(Recorded data Opens)
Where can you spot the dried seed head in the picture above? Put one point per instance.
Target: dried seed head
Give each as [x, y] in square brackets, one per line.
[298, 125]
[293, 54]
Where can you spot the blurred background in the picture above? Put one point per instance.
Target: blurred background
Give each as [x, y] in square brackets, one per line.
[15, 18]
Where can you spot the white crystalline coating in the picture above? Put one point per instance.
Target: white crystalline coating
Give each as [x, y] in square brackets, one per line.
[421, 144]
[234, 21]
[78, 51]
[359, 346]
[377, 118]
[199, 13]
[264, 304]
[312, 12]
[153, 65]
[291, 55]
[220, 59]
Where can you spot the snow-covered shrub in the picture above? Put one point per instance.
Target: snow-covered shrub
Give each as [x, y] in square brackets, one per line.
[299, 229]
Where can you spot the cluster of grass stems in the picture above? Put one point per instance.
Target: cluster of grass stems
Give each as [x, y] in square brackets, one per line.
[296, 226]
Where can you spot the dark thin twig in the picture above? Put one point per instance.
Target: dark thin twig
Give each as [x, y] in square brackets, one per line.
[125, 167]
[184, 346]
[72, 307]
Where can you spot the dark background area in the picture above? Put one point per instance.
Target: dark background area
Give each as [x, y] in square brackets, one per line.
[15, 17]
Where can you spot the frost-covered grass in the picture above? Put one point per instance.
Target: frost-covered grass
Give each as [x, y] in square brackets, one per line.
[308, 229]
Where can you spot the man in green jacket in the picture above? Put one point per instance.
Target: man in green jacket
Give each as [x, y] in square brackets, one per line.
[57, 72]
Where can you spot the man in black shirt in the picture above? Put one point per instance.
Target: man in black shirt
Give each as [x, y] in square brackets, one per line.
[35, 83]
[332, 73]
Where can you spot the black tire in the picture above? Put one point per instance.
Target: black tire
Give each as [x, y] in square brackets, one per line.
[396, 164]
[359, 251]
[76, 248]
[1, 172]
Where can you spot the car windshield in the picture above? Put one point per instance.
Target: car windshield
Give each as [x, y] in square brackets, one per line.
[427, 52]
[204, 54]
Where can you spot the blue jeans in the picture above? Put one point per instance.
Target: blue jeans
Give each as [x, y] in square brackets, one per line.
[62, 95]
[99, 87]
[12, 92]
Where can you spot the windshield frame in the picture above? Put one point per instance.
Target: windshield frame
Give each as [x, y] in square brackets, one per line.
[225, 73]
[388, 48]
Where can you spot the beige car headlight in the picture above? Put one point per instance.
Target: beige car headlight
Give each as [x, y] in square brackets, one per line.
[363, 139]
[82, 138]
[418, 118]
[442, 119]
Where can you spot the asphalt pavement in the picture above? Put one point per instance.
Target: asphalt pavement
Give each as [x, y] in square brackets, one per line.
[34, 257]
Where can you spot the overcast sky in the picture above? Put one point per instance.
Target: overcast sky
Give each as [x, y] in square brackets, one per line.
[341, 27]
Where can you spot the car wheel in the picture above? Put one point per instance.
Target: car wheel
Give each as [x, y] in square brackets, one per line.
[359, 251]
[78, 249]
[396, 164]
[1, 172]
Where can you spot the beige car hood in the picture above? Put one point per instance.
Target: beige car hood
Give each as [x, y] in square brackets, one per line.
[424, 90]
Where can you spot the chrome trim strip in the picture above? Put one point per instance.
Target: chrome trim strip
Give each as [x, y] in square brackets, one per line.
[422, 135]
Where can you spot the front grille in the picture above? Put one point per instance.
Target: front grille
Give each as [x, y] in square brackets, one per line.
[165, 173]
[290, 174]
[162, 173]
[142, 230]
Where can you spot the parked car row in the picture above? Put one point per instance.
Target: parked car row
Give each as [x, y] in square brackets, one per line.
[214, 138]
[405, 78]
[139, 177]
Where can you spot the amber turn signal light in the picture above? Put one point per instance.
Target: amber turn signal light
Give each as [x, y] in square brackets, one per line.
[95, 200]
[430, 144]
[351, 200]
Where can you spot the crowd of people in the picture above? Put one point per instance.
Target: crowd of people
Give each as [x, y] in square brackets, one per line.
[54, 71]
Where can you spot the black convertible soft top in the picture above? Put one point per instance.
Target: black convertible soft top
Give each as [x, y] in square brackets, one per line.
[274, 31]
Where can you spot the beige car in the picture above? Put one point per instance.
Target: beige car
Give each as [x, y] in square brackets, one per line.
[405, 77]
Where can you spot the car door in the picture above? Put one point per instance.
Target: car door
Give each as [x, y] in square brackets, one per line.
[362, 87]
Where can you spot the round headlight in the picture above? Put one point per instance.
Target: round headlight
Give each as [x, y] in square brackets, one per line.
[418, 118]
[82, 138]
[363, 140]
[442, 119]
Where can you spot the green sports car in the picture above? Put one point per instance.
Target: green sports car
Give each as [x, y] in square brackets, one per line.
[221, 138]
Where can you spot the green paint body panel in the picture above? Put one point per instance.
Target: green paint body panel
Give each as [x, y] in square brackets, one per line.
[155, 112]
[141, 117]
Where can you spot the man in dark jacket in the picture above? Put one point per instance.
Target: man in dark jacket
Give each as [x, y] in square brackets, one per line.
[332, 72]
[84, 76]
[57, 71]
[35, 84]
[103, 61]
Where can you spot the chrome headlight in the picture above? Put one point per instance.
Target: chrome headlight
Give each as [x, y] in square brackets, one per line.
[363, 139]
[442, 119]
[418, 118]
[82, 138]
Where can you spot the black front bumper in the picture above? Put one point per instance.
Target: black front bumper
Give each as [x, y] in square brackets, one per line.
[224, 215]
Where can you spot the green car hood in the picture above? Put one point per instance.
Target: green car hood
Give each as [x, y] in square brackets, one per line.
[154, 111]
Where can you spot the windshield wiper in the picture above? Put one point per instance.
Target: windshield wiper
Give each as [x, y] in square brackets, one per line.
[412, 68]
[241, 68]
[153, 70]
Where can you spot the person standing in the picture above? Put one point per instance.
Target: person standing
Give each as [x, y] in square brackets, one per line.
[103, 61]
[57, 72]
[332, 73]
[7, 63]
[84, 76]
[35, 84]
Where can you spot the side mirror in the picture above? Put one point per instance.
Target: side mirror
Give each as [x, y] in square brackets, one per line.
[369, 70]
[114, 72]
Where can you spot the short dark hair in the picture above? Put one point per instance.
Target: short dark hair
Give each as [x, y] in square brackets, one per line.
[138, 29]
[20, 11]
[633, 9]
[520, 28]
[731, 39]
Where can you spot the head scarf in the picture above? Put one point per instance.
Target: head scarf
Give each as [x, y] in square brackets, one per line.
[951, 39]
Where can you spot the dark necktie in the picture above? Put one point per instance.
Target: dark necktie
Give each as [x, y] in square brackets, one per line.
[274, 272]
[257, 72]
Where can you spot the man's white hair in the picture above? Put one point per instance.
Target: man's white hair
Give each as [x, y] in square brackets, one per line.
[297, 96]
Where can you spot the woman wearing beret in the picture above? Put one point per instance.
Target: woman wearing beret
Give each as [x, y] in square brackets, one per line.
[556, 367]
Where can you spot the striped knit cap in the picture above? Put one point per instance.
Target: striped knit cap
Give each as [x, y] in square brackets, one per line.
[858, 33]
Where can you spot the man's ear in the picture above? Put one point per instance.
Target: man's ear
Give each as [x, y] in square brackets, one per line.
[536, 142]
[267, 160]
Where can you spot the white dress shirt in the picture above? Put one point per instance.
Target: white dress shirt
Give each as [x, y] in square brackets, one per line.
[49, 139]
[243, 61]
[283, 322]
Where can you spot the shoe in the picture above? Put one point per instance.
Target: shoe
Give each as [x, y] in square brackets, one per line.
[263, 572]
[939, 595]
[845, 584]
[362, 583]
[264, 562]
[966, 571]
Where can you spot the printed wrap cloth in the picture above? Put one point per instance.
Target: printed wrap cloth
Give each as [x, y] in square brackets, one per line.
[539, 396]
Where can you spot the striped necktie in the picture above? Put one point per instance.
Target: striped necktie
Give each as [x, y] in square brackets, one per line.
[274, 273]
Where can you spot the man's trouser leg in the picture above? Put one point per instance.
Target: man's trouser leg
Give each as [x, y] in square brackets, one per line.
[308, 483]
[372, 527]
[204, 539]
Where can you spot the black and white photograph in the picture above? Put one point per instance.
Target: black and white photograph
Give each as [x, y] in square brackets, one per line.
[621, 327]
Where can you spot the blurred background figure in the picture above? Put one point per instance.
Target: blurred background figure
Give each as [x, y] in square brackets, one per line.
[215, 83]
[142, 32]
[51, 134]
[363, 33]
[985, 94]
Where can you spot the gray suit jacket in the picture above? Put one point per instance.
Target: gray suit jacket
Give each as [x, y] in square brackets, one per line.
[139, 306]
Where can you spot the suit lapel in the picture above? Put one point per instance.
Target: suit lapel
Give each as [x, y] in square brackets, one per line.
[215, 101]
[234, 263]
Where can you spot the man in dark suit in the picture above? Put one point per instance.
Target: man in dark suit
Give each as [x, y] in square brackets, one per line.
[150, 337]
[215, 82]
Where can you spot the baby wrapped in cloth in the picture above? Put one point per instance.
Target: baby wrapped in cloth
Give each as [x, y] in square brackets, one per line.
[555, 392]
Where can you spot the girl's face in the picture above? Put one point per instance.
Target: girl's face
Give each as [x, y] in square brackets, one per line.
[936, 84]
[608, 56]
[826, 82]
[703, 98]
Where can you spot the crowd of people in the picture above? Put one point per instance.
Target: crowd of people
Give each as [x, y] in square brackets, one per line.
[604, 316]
(Recorded data Closes)
◆ **Work to be completed**
Report the lines above that contain "bumper".

◆ **Reply to the exercise**
Where can you spot the black front bumper in the picture above? Put one point per instance.
Target: black front bumper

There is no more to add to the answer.